TASK INSTRUCTIONS.
Answer these questions using the biography of B. C. K. Hawkins below.
1. In what year was Hawkins appointed Labour Officer?
2. Who served as his assistant in the British Military Administration?
3. In what year was he made Companion of the Order of St Michael and St George?

= B. C. K. Hawkins =

Hong Kong civil servant and government official

Brian Charles Keith Hawkins (22 August 1900 – 1962), CMG, OBE was a Hong Kong civil servant and government official. He was the Labour Officer and the Secretary for Chinese Affairs.

Hawkins joined the Hong Kong cadets and joined the Hong Kong civil service. In 1940, he was appointed Labour Officer. During the Japanese occupation of Hong Kong, Hawkins was interned at the Stanley Camp.

After the war, Hawkins joined the British Military Administration as Secretary for Chinese Affairs and Labour Officer, with J. C. McDouall as his assistant. During his services as Secretary for Chinese Affairs, Hawkins managed such issues as tenancy, domestic disputes, issuing of alcohol license, and publication. In 1946, he was awarded Officer of the Order of the British Empire (OBE) for the services in connection with the rehabilitation of the colony.

He continued his position as Labour Officer, in which the title was changed to Commissioner for Labour in 1947. In August 1947, the Chinese Engineers' Institute launched a strike where the Kowloon-Canton Railway and docks stopped running, the Hong Kong and China Gas Company closed and Dairy Farm stopped producing milk, which caused an immediate jump in food prices, after the engineers' demand of wage increase from $2 to $5 a day was rejected. Hawkins announced all disputes were settled and that basic wages would rise by 50 per cent after negotiations went on for more than a month. In 1948, the rickshaw pullers demanded for rent reduction of rickshaws, in which Hawkins mediated between the pullers and the owners and finally reached a settlement. In 1952, Hawkins was made Companion of the Order of St Michael and St George (CMG).

GIVEN ENTRIES.
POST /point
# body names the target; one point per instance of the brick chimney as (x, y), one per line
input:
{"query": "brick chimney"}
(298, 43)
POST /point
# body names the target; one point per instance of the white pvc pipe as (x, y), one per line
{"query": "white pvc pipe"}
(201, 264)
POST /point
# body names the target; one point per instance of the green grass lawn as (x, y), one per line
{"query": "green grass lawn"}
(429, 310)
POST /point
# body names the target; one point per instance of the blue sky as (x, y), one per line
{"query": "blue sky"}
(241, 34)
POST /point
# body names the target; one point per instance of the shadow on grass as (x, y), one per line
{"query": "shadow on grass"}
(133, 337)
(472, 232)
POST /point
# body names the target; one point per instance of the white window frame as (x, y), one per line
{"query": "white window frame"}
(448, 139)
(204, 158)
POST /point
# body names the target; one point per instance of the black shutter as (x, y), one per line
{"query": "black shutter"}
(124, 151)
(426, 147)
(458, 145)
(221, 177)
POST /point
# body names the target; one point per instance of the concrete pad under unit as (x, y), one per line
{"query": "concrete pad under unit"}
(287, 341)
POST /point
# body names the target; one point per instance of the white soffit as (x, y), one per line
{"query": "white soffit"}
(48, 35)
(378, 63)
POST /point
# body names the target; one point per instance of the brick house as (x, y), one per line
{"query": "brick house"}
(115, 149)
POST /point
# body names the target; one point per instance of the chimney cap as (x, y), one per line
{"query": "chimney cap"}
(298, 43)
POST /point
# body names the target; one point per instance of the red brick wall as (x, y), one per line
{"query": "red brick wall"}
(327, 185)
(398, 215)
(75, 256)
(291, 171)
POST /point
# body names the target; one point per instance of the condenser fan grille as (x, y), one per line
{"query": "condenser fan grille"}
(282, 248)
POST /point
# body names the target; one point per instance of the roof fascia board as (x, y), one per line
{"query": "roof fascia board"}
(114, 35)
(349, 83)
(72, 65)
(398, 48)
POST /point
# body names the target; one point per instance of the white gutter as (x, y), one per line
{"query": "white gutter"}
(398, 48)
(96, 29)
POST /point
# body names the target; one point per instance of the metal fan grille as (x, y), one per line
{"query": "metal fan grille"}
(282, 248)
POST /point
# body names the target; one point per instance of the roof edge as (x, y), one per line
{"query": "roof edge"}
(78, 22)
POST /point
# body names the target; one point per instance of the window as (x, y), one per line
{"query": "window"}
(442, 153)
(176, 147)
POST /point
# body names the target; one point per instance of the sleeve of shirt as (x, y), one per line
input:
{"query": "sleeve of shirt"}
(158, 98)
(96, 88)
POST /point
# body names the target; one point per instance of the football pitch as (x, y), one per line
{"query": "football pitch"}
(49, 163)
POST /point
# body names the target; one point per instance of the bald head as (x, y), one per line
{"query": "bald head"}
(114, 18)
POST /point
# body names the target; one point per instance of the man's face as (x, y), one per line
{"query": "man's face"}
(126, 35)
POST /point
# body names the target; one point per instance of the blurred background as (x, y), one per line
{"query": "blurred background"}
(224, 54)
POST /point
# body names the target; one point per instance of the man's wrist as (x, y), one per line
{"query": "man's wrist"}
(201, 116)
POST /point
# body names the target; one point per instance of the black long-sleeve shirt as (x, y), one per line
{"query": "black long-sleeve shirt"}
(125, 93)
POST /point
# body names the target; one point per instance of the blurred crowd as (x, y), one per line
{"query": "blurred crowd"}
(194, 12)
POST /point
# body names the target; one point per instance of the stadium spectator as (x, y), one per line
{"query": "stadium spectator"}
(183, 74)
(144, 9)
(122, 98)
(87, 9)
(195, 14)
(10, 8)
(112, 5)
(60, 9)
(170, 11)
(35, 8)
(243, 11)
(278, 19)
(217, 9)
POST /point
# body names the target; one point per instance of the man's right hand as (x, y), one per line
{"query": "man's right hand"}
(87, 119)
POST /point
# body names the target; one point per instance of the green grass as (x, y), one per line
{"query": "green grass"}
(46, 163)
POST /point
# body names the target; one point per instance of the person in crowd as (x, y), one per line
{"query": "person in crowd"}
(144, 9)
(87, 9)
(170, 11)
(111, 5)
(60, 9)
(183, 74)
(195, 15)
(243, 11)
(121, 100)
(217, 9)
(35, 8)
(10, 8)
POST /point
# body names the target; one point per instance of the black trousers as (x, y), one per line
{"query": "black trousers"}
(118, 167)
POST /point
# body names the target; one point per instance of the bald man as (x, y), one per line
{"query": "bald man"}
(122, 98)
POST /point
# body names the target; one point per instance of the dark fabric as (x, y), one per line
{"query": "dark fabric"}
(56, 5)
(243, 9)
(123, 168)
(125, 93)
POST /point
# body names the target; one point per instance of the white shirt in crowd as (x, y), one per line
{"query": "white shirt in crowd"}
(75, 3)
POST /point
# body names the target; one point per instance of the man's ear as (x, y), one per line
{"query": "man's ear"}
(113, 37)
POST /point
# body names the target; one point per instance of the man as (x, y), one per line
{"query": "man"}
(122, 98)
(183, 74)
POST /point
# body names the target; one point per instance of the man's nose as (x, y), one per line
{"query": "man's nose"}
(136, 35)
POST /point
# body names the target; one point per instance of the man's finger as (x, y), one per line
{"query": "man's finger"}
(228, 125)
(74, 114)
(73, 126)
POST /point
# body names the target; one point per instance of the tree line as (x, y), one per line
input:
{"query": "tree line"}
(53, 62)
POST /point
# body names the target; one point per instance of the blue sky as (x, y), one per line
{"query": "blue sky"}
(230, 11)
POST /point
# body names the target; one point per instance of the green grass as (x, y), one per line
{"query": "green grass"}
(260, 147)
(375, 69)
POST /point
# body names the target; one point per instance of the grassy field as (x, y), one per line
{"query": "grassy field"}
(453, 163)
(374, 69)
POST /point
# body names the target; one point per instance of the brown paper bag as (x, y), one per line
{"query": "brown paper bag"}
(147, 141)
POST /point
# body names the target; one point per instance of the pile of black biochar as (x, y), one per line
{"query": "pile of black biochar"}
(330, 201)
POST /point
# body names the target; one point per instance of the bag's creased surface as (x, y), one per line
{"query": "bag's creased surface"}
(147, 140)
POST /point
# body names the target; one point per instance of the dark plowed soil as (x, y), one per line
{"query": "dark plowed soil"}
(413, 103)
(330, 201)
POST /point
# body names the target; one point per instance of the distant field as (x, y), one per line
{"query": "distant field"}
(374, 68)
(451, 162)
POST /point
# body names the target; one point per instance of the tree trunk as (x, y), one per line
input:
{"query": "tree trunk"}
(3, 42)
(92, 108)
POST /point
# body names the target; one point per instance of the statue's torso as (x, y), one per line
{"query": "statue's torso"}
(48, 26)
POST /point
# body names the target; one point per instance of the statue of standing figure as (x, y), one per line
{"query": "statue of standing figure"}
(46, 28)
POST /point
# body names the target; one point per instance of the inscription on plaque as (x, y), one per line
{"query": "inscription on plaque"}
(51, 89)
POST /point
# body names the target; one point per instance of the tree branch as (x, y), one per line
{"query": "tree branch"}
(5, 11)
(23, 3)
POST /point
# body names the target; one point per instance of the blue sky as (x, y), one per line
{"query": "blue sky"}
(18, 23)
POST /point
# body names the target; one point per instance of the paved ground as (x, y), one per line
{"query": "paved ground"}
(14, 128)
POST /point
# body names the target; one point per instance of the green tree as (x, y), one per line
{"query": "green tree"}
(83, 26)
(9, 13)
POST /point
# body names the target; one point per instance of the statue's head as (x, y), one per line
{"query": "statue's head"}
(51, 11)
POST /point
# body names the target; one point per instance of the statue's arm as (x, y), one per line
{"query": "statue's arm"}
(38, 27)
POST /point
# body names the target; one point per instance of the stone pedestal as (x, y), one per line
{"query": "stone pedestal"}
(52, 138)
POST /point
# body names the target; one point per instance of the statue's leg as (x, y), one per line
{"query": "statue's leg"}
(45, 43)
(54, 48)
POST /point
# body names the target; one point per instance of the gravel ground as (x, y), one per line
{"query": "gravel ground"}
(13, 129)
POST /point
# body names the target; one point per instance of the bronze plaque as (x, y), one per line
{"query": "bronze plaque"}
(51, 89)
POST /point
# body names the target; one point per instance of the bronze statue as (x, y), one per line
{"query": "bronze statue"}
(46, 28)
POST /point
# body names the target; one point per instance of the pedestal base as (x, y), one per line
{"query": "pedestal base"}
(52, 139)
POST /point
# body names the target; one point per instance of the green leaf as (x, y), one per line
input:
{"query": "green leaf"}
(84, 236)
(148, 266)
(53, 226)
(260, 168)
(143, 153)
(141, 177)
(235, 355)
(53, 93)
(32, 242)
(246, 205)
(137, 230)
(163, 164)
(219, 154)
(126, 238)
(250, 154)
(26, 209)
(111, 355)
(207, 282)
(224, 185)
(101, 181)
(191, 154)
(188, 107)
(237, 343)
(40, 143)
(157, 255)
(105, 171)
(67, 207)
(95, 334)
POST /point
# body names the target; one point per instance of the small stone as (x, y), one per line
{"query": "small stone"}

RESPONSE TO THIS TASK.
1. 1940
2. J. C. McDouall
3. 1952